Data for processing
=== Section Start ===
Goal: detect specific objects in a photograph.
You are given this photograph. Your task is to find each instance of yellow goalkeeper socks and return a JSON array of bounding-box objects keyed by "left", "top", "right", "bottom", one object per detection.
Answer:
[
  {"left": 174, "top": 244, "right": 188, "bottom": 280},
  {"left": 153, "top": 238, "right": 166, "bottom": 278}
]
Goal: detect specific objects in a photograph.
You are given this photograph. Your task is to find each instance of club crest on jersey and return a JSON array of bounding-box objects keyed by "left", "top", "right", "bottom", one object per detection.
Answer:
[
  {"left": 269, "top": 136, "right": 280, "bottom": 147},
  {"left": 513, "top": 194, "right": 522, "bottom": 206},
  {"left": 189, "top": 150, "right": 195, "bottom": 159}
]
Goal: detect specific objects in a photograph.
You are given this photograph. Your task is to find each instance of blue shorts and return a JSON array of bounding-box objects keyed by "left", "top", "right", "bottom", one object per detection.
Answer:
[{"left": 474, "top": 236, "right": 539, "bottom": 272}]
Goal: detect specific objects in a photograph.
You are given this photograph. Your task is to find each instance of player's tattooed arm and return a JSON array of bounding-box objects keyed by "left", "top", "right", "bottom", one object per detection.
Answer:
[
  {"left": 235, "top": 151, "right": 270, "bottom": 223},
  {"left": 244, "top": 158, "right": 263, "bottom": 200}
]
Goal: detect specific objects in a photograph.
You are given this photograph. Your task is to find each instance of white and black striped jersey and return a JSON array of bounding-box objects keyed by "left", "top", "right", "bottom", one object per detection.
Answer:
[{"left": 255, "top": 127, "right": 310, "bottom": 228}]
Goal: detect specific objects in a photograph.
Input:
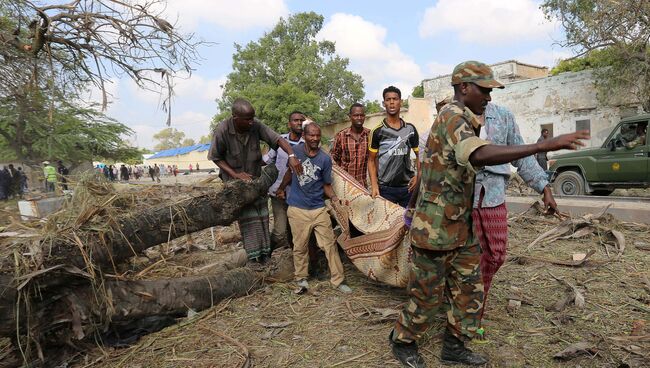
=== Section End ===
Exercise details
Across the entries above, find the lines with the string "detection" and copy them.

Result of this exercise
You are given this photograph. Your task is to find each instance of yellow goalkeeper socks and return a JSON array of bounding-box objects keyed by "left", "top", "right", "bottom", one object per detection.
You are given this photograph. Your task is to find each instance of club crest on jersey and return a JSON array of bounding-box objects keyed by "left", "top", "right", "bottom", one object per detection.
You are given this photograph. Your task is to find each instance of blue shorts and return a JSON array of bounding-box objects keyed by "left", "top", "right", "bottom", one object per detection.
You are given this photograph. Your task is to find each instance of player's tattooed arm and return a JSON array of bounding-box objects keyed by "left", "top", "right", "bottom", one object per detection.
You are given this photograph. Your task is to find each instance of white and black striped jersey and return a JSON array of bounding-box objects keyed by "left", "top", "right", "bottom", one object per detection.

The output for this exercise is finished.